TASKS TO COMPLETE:
1. Please return everything from "Kresha has co-authored" down to "education achievement gap." in the passage on Kresha's legislative record, word for word.
2. Carry the passage on Kresha's legislative record further, picking up after its final sentence.

EXTRACT TO READ:
═══
Kresha has co-authored bills that seek to change the state constitution's language guaranteeing all children the fundamental right to a quality public education, and criticized Education Minnesota, the state's largest teachers' union, for its opposition to the proposal.

During the COVID-19 pandemic, Kresha sponsored legislation to allow local school leaders to determine their own school reopening plans, arguing against a "one-size-fits-all" approach. He also advocated for allowing districts to hold in-person graduation ceremonies.

==== School choice ====
Kresha is a supporter of the school choice movement, and authored legislation to expand school choice and offer tax credits and scholarships to families whose students opt out of public schools. He has argued that more opportunities for private schools would help close the state's education achievement gap.

=== Child protection laws ===
Kresha was a member of Governor Mark Dayton's Task Force on the Protection of Children, and authored the group's 11-point plan to reform the state's child protection laws. The legislation included a provision to mandate child protection reports be sent to law enforcement, and would rank child safety above keeping families intact. The bill unanimously passed the Minnesota House in 2015. He has called for better training of front-line child protection workers.
═══
DATA LISTING:
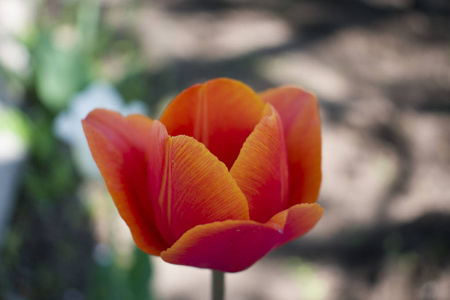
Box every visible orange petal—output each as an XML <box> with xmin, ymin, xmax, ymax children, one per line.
<box><xmin>230</xmin><ymin>104</ymin><xmax>289</xmax><ymax>223</ymax></box>
<box><xmin>82</xmin><ymin>109</ymin><xmax>167</xmax><ymax>255</ymax></box>
<box><xmin>160</xmin><ymin>78</ymin><xmax>264</xmax><ymax>168</ymax></box>
<box><xmin>161</xmin><ymin>204</ymin><xmax>322</xmax><ymax>272</ymax></box>
<box><xmin>149</xmin><ymin>136</ymin><xmax>249</xmax><ymax>244</ymax></box>
<box><xmin>260</xmin><ymin>87</ymin><xmax>322</xmax><ymax>206</ymax></box>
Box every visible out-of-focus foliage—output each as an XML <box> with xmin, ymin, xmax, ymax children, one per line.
<box><xmin>0</xmin><ymin>0</ymin><xmax>152</xmax><ymax>300</ymax></box>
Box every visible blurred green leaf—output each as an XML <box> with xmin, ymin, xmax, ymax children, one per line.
<box><xmin>36</xmin><ymin>35</ymin><xmax>90</xmax><ymax>112</ymax></box>
<box><xmin>0</xmin><ymin>108</ymin><xmax>32</xmax><ymax>144</ymax></box>
<box><xmin>88</xmin><ymin>247</ymin><xmax>155</xmax><ymax>300</ymax></box>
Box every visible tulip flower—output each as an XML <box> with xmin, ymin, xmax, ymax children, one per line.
<box><xmin>82</xmin><ymin>78</ymin><xmax>323</xmax><ymax>272</ymax></box>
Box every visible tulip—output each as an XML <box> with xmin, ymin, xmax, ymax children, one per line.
<box><xmin>82</xmin><ymin>78</ymin><xmax>323</xmax><ymax>272</ymax></box>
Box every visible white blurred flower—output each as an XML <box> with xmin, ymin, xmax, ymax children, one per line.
<box><xmin>53</xmin><ymin>82</ymin><xmax>147</xmax><ymax>177</ymax></box>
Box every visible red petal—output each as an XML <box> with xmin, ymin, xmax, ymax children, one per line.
<box><xmin>267</xmin><ymin>203</ymin><xmax>323</xmax><ymax>247</ymax></box>
<box><xmin>260</xmin><ymin>87</ymin><xmax>322</xmax><ymax>206</ymax></box>
<box><xmin>161</xmin><ymin>204</ymin><xmax>322</xmax><ymax>272</ymax></box>
<box><xmin>148</xmin><ymin>136</ymin><xmax>249</xmax><ymax>244</ymax></box>
<box><xmin>161</xmin><ymin>78</ymin><xmax>264</xmax><ymax>168</ymax></box>
<box><xmin>82</xmin><ymin>109</ymin><xmax>168</xmax><ymax>255</ymax></box>
<box><xmin>161</xmin><ymin>220</ymin><xmax>280</xmax><ymax>272</ymax></box>
<box><xmin>230</xmin><ymin>105</ymin><xmax>289</xmax><ymax>223</ymax></box>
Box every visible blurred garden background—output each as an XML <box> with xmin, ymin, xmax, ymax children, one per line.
<box><xmin>0</xmin><ymin>0</ymin><xmax>450</xmax><ymax>300</ymax></box>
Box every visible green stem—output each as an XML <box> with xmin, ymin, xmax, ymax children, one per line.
<box><xmin>212</xmin><ymin>270</ymin><xmax>225</xmax><ymax>300</ymax></box>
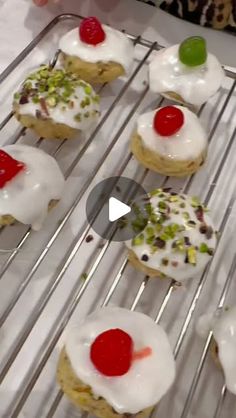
═══
ANSWERS TO THE EXERCISES:
1.
Kresha has co-authored bills that seek to change the state constitution's language guaranteeing all children the fundamental right to a quality public education, and criticized Education Minnesota, the state's largest teachers' union, for its opposition to the proposal.

During the COVID-19 pandemic, Kresha sponsored legislation to allow local school leaders to determine their own school reopening plans, arguing against a "one-size-fits-all" approach. He also advocated for allowing districts to hold in-person graduation ceremonies.

==== School choice ====
Kresha is a supporter of the school choice movement, and authored legislation to expand school choice and offer tax credits and scholarships to families whose students opt out of public schools. He has argued that more opportunities for private schools would help close the state's education achievement gap.

2.
=== Other political positions ===
Kresha has co-sponsored legislation to provide broadband subsidies to rural communities, saying the private market alone would not provide full broadband coverage. He authored a bill to fund an opioid prevention pilot project in his district. Kresha abstained from a vote to declare racism a public health crisis in the state, saying it was "forcing an opinion based on words".

During the COVID-19 pandemic, Kresha criticized Walz's emergency orders and Attorney General Keith Ellison for taking legal action against business owners who opened bars in defiance of the orders.

Kresha authored a law that prohibits government contracts from being issued to vendors who boycott Israel. In 2015, he visited Turkey as part of a bipartisan delegation sponsored by the Niagara Foundation, a nonprofit organization with ties to Fethullah Gulen.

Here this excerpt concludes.